(Task statement) Go through the records underneath and write each one out again exactly.

── Records to use ──

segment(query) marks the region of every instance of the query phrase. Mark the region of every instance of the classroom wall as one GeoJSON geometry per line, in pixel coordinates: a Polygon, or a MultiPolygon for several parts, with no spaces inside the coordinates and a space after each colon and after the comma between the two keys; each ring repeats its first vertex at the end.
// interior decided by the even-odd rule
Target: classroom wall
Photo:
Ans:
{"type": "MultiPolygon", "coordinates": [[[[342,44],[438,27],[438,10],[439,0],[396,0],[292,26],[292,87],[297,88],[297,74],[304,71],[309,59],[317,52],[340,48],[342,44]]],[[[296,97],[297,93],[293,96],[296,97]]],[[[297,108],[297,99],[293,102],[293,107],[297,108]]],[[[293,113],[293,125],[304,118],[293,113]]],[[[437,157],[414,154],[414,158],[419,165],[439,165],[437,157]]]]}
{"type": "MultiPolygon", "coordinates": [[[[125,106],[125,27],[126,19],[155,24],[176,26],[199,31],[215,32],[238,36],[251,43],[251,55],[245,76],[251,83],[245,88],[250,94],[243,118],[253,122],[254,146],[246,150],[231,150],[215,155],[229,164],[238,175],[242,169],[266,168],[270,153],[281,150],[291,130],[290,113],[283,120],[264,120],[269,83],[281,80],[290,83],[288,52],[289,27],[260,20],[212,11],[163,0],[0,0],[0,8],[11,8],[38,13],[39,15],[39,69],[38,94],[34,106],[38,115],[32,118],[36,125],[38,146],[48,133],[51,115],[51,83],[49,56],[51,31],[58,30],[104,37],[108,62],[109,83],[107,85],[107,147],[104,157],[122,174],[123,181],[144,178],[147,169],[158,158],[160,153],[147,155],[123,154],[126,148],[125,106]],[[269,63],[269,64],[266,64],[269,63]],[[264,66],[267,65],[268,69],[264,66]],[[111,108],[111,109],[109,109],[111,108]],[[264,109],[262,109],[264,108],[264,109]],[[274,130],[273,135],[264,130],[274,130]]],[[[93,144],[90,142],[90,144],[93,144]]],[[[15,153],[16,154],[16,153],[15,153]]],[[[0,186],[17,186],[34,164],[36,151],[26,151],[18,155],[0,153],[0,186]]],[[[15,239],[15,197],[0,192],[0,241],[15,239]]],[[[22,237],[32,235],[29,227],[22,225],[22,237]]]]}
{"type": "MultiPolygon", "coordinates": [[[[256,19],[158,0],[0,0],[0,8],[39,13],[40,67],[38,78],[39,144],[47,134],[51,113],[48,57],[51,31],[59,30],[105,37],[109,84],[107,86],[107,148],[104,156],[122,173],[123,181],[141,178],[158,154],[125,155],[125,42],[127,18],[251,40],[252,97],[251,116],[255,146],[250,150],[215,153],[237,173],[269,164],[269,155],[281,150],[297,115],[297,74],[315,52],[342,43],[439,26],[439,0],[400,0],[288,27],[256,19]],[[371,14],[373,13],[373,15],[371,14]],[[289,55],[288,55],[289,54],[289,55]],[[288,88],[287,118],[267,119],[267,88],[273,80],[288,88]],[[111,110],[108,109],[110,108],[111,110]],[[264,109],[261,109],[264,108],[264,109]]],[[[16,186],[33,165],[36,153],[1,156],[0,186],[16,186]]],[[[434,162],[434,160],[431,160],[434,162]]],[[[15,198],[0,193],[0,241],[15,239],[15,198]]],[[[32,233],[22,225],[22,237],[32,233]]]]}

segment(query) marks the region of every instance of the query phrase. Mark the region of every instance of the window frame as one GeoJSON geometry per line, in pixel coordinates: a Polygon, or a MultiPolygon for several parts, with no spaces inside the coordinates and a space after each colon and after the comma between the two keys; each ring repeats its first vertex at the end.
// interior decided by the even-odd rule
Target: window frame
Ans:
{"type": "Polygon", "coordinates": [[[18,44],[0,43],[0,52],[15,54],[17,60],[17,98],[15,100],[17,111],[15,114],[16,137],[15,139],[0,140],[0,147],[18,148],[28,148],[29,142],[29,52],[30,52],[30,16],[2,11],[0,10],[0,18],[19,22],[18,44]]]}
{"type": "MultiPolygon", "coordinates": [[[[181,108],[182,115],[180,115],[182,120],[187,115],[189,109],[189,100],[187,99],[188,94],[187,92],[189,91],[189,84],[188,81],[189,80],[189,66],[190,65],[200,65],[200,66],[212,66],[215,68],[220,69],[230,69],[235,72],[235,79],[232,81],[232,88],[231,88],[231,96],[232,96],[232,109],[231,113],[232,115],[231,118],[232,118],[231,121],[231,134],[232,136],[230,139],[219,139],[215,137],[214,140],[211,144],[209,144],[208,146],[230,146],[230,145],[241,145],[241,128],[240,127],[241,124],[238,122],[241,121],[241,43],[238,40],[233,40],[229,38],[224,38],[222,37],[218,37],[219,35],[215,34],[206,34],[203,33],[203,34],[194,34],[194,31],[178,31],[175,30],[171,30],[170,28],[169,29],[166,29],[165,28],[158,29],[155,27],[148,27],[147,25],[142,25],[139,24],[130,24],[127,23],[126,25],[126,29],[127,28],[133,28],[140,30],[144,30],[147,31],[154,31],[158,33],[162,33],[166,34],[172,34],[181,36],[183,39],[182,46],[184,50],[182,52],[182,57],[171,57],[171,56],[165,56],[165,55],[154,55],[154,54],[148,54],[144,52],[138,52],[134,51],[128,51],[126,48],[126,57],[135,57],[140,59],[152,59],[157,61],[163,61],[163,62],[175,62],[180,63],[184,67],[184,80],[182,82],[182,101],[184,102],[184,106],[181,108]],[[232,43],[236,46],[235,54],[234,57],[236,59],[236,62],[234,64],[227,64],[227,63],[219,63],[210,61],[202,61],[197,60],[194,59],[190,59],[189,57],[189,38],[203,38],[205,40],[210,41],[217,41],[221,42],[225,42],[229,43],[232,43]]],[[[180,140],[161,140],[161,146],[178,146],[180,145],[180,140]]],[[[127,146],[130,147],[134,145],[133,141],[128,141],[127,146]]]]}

───

(Written reply)
segment(query) marks the region of every instance of the query phrase. Mark the region of every instance of the classroom wall as one GeoJSON geometry per line, in pixel coordinates: a Polygon, or a MultiPolygon for several parts, with no spaces inside the coordinates and a space after each colon and after the comma between the two keys; each ring repeats its first vertex at the end.
// interior decided by the even-odd rule
Target: classroom wall
Photo:
Ans:
{"type": "MultiPolygon", "coordinates": [[[[342,44],[438,27],[438,10],[439,0],[396,0],[292,26],[292,87],[297,88],[297,74],[304,71],[309,59],[317,52],[340,48],[342,44]]],[[[296,97],[297,93],[293,96],[296,97]]],[[[297,108],[297,99],[293,102],[293,107],[297,108]]],[[[293,113],[293,125],[304,118],[293,113]]],[[[437,157],[414,154],[414,158],[419,165],[439,165],[437,157]]]]}
{"type": "MultiPolygon", "coordinates": [[[[125,106],[125,27],[126,19],[155,24],[176,26],[199,31],[215,32],[238,36],[251,43],[251,55],[245,76],[251,83],[245,88],[250,94],[243,118],[253,122],[254,146],[246,150],[231,150],[215,155],[229,164],[238,175],[242,169],[266,168],[270,153],[281,150],[291,130],[290,113],[283,120],[264,120],[269,83],[281,80],[290,83],[288,52],[289,27],[260,20],[212,11],[163,0],[0,0],[0,8],[11,8],[38,13],[39,15],[39,69],[38,94],[34,106],[38,115],[32,118],[36,125],[38,146],[48,133],[51,115],[51,83],[49,56],[51,31],[58,30],[104,37],[108,62],[109,83],[107,85],[107,147],[104,157],[122,174],[123,181],[144,178],[147,169],[158,158],[160,153],[147,155],[123,154],[126,148],[125,106]],[[269,63],[269,64],[266,64],[269,63]],[[264,66],[267,65],[268,69],[264,66]],[[111,108],[111,109],[109,109],[111,108]],[[264,109],[262,109],[264,108],[264,109]],[[274,130],[273,135],[264,130],[274,130]]],[[[93,144],[90,142],[90,144],[93,144]]],[[[15,153],[16,154],[16,153],[15,153]]],[[[0,186],[17,186],[34,164],[36,151],[26,151],[18,155],[0,153],[0,186]]],[[[15,239],[15,197],[0,192],[0,241],[15,239]]],[[[22,237],[32,235],[29,227],[22,225],[22,237]]]]}
{"type": "MultiPolygon", "coordinates": [[[[256,19],[158,0],[0,0],[0,8],[39,13],[40,67],[38,78],[39,144],[47,134],[51,113],[48,57],[51,31],[59,30],[105,37],[109,84],[107,86],[107,148],[104,156],[122,173],[123,181],[141,178],[158,154],[125,155],[125,42],[127,18],[251,40],[252,97],[251,116],[255,146],[250,150],[215,153],[237,173],[269,164],[269,155],[281,150],[297,115],[297,74],[315,52],[342,43],[439,26],[439,0],[400,0],[288,27],[256,19]],[[371,14],[373,13],[373,15],[371,14]],[[289,55],[288,55],[289,54],[289,55]],[[288,88],[287,118],[267,119],[267,88],[273,80],[288,88]],[[111,110],[108,109],[110,108],[111,110]],[[264,109],[261,109],[264,108],[264,109]]],[[[16,186],[33,165],[36,153],[1,156],[0,186],[16,186]]],[[[434,162],[434,160],[431,160],[434,162]]],[[[15,198],[0,193],[0,241],[15,239],[15,198]]],[[[32,233],[22,225],[22,237],[32,233]]]]}

segment(query) marks the region of every instance of the query phrase. Mark the region of every instance of the window frame as one GeoJSON geometry per line, in pixel coordinates: a Polygon, or a MultiPolygon for several parts, with no spaces inside the coordinates and a space after each colon and after the comma between the two keys; each ring repeats its first vertex at the end.
// interior decided by the even-odd rule
Target: window frame
Ans:
{"type": "Polygon", "coordinates": [[[18,44],[0,43],[0,52],[15,54],[17,60],[17,98],[15,100],[17,111],[15,114],[16,137],[15,139],[0,140],[0,147],[18,148],[28,148],[29,142],[29,52],[30,52],[30,16],[2,11],[0,10],[0,18],[19,22],[18,44]]]}
{"type": "MultiPolygon", "coordinates": [[[[181,108],[182,115],[180,115],[182,120],[187,115],[189,109],[189,100],[187,99],[188,94],[187,92],[189,91],[189,84],[188,81],[189,80],[189,66],[190,65],[200,65],[200,66],[212,66],[215,68],[220,69],[230,69],[235,72],[235,79],[232,81],[232,88],[231,88],[231,96],[232,96],[232,109],[231,113],[232,115],[231,118],[232,118],[231,121],[231,134],[232,136],[230,139],[219,139],[215,137],[214,140],[211,144],[209,144],[208,146],[230,146],[230,145],[241,145],[241,128],[240,127],[241,124],[238,122],[241,121],[241,43],[238,40],[233,40],[229,38],[224,38],[222,37],[218,37],[219,35],[215,34],[206,34],[203,33],[203,34],[194,34],[194,31],[178,31],[175,30],[171,30],[170,28],[169,29],[166,29],[165,28],[158,29],[155,27],[148,27],[147,25],[142,25],[139,24],[130,24],[127,23],[126,25],[126,29],[127,28],[133,28],[140,30],[144,30],[147,31],[154,31],[158,33],[162,33],[166,34],[172,34],[181,36],[183,39],[182,46],[184,50],[182,52],[182,57],[171,57],[171,56],[165,56],[165,55],[154,55],[154,54],[148,54],[144,52],[138,52],[134,51],[128,51],[126,48],[126,57],[135,57],[140,59],[152,59],[157,61],[163,61],[163,62],[175,62],[180,63],[184,67],[184,80],[182,82],[182,101],[184,102],[184,106],[181,108]],[[232,43],[236,46],[235,54],[234,57],[236,59],[236,62],[234,64],[227,64],[227,63],[219,63],[210,61],[202,61],[197,60],[194,59],[190,59],[189,57],[189,38],[203,38],[205,40],[210,41],[217,41],[221,42],[225,42],[229,43],[232,43]]],[[[180,140],[161,140],[161,146],[178,146],[180,145],[180,140]]],[[[127,146],[130,147],[134,145],[133,141],[128,141],[127,146]]]]}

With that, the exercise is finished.